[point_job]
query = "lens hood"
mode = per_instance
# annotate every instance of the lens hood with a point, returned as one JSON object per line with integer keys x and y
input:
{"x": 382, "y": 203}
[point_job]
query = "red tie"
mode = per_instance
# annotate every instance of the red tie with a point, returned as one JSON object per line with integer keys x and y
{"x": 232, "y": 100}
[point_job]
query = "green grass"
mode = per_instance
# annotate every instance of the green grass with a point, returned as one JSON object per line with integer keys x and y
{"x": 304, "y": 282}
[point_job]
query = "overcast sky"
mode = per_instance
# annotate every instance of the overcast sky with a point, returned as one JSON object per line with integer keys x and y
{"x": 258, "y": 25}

==

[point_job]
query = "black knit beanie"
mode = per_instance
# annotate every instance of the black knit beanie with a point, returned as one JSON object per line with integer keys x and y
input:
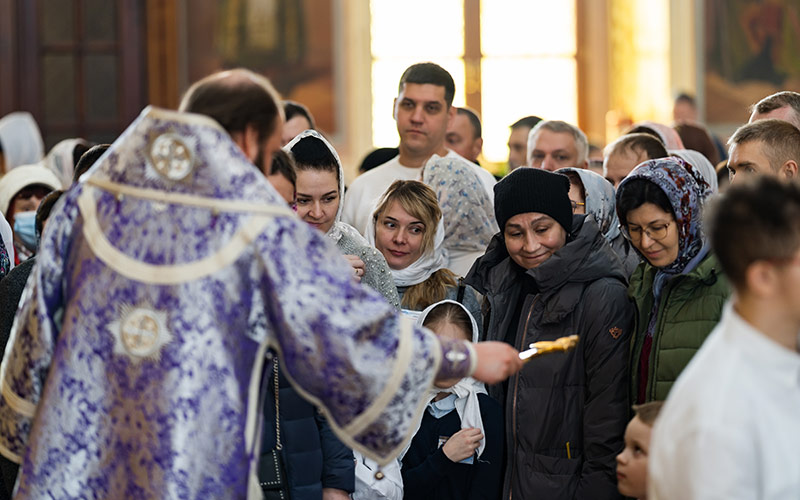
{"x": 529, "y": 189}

Task details |
Count the lines in the material above that contain the string "grass". Reply with the number alone.

Answer to this exercise |
2